● **Task description**: Scan the material that follows. Copy every line containing the word "rough".

─── Record extracts

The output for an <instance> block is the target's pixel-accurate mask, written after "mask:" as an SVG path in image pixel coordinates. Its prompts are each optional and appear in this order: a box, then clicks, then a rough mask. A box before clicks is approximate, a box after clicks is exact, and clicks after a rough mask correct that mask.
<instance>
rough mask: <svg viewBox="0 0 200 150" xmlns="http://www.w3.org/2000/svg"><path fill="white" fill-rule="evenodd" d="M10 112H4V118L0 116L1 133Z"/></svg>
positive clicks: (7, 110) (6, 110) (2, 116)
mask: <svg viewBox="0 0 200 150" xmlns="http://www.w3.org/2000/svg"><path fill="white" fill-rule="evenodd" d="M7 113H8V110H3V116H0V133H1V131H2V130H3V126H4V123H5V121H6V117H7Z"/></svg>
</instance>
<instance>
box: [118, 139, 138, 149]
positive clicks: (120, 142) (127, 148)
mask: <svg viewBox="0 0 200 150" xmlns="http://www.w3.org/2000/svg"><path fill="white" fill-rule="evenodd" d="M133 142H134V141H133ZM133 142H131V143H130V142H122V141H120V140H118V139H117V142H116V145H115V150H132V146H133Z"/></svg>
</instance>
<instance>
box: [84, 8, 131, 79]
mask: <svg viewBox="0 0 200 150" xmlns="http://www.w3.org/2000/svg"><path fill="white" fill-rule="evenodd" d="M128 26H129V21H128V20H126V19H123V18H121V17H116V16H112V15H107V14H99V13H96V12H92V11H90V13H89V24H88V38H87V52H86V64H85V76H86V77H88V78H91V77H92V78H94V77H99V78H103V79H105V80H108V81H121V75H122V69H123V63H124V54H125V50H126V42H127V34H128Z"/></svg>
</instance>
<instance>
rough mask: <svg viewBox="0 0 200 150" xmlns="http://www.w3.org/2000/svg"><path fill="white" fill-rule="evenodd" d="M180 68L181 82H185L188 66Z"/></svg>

──────

● **Task result**:
The output for an <instance> block is the target's pixel-accurate mask, written after "mask:" as an SVG path in image pixel coordinates. Its prompts are each optional and appear in this order: a box, then clicks, then a rough mask. A box before clicks is approximate, a box after clicks is exact, and clicks after a rough mask correct that mask.
rough mask: <svg viewBox="0 0 200 150" xmlns="http://www.w3.org/2000/svg"><path fill="white" fill-rule="evenodd" d="M10 112H4V118L0 116L1 133Z"/></svg>
rough mask: <svg viewBox="0 0 200 150" xmlns="http://www.w3.org/2000/svg"><path fill="white" fill-rule="evenodd" d="M180 68L181 82H185L188 66Z"/></svg>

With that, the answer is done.